◆ **What you should do**:
Continue the forum thread about an old-style plow on a new Ford truck from its last line onward.

◆ **Article**:
::::::::

# i saw the wierdest thing today



## snowplowpro (Feb 7, 2006)

i saw some guy at a red light today he had a 2011 ford f250 reg cab with a ridgid mount old style western plow i mean i know if you get a good fabricator it could be done but thats just plain wierd .:laughing: but i thought it was kinda cool people are bringing the old stuff back from the dead.:laughing:


----------



## kashman (Jan 13, 2004)

the old stuff is built 2 last.....................................


----------



## MickiRig1 (Dec 5, 2003)

I have seen more old stuff on the road this winter then any other. Mold boards that are just Swiss cheese,totally rusted plows, bent and dented, many trucks with no lights or guides. How do you plow without guides?


----------



## GL&M (Sep 26, 2005)

*he was broke.*

No money for a new plow after he bought the truck.


----------



## tjctransport (Nov 22, 2008)

MickiRig1;1276087 said:


> I have seen more old stuff on the road this winter then any other. Mold boards that are just Swiss cheese,totally rusted plows, bent and dented, many trucks with no lights or guides. How do you plow without guides?


without guides? very hard.
lights is not a dig deal though, i usually plow running parking lights only and the rear arrow stick on flash. no headlights on is easier to see because you don't get reflection from the lights on the snow, and all the roads i do have street lights.


----------



## Pushin 2 Please (Dec 15, 2009)

::::::::

◆ **Dataset content**:
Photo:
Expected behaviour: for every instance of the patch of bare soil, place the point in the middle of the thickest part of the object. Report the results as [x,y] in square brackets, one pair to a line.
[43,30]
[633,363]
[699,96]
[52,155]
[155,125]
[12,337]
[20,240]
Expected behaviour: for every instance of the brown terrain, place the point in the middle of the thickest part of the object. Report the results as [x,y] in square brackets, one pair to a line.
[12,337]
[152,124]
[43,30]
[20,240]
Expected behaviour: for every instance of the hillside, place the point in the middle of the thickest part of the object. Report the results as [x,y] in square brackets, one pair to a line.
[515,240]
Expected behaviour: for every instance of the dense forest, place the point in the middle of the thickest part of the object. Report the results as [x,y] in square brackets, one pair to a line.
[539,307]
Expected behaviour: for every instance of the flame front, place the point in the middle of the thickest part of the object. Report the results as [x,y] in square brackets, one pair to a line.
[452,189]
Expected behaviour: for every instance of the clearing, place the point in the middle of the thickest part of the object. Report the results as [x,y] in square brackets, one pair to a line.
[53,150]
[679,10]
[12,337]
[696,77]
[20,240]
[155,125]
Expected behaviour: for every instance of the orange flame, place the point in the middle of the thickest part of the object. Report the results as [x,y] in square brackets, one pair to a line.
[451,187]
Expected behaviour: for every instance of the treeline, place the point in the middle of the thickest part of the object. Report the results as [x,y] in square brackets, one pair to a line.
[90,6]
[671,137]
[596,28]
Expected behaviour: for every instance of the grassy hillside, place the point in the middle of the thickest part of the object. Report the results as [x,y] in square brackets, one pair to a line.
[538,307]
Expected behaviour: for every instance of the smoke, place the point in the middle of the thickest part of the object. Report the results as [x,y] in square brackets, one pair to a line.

::::::::

◆ **Reply to the exercise**:
tjctransport;1276153 said:


> without guides? very hard.
> lights is not a dig deal though, i usually plow running parking lights only and the rear arrow stick on flash. no headlights on is easier to see because you don't get reflection from the lights on the snow, and all the roads i do have street lights.


Agree. I always shut my lights off when I get into the lot, I'm going to plow. Way to bright otherwise!


----------



## snowplowpro (Feb 7, 2006)

GL&M;1276092 said:


> No money for a new plow after he bought the truck.


:laughing::laughing:funny but prob true


----------



## MickiRig1 (Dec 5, 2003)

I could not operate without head lights. I would leave the house and have a State Trooper behind me.With my luck. I had a Bronco II that I put a piece of angle iron spanning the gap between the head lights. I mounted a tractor light in the middle. Run with parking lights on and the tractor light. It worked great!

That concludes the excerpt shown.